◆ **PASSAGE SHOWN**:
Rate Limiting Algorithms Compared: Token Bucket, Sliding Window & More
Every production API needs rate limiting. Without it, a single misbehaving client can exhaust your resources, degrade service for everyone, and run up your infrastructure bill. The question is not whether to rate limit — it is which algorithm to use. Each makes different trade-offs between accuracy, memory, and implementation complexity.
Fixed Window#
The simplest algorithm. Divide time into fixed intervals (e.g., 1-minute windows) and count requests per window:
Window: 12:00:00 - 12:00:59 → count: 47/100
Window: 12:01:00 - 12:01:59 → count: 12/100
Implementation: A single counter per key, reset at the start of each window.
def is_allowed(key, limit, window_seconds):
window = int(time.time() / window_seconds)
counter_key = f"{key}:{window}"
count = redis.incr(counter_key)
if count == 1:
redis.expire(counter_key, window_seconds)
return count <= limit
Pros: Minimal memory (one counter per key). Simple to implement.
Cons: Boundary burst problem. A client can send 100 requests at 12:00:59 and 100 more at 12:01:00 — 200 requests in 2 seconds while respecting the 100/minute limit in both windows.

◆ **EXERCISES**:
A) Which three factors does the rate limiting passage say each algorithm trades off?
B) Revise the stretch of the rate limiting passage from "Rate Limiting Algorithms" through "count = redis.incr(counter_key)", using "malicious" in place of "misbehaving".
Work from the rate limiting passage alone.

◆ **DATA EXCERPT**:
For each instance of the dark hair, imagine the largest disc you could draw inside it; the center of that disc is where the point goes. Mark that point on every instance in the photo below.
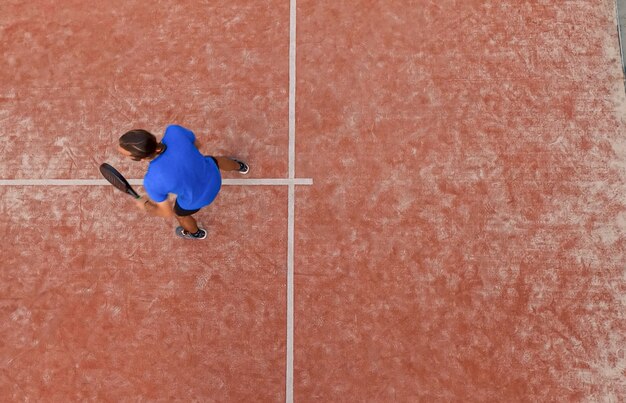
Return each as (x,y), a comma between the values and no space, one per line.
(139,143)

◆ **RESULTS OF THE EXERCISE**:
A) Accuracy, memory, and implementation complexity.

B)
Rate Limiting Algorithms Compared: Token Bucket, Sliding Window & More
Every production API needs rate limiting. Without it, a single malicious client can exhaust your resources, degrade service for everyone, and run up your infrastructure bill. The question is not whether to rate limit — it is which algorithm to use. Each makes different trade-offs between accuracy, memory, and implementation complexity.
Fixed Window#
The simplest algorithm. Divide time into fixed intervals (e.g., 1-minute windows) and count requests per window:
Window: 12:00:00 - 12:00:59 → count: 47/100
Window: 12:01:00 - 12:01:59 → count: 12/100
Implementation: A single counter per key, reset at the start of each window.
def is_allowed(key, limit, window_seconds):
window = int(time.time() / window_seconds)
counter_key = f"{key}:{window}"
count = redis.incr(counter_key)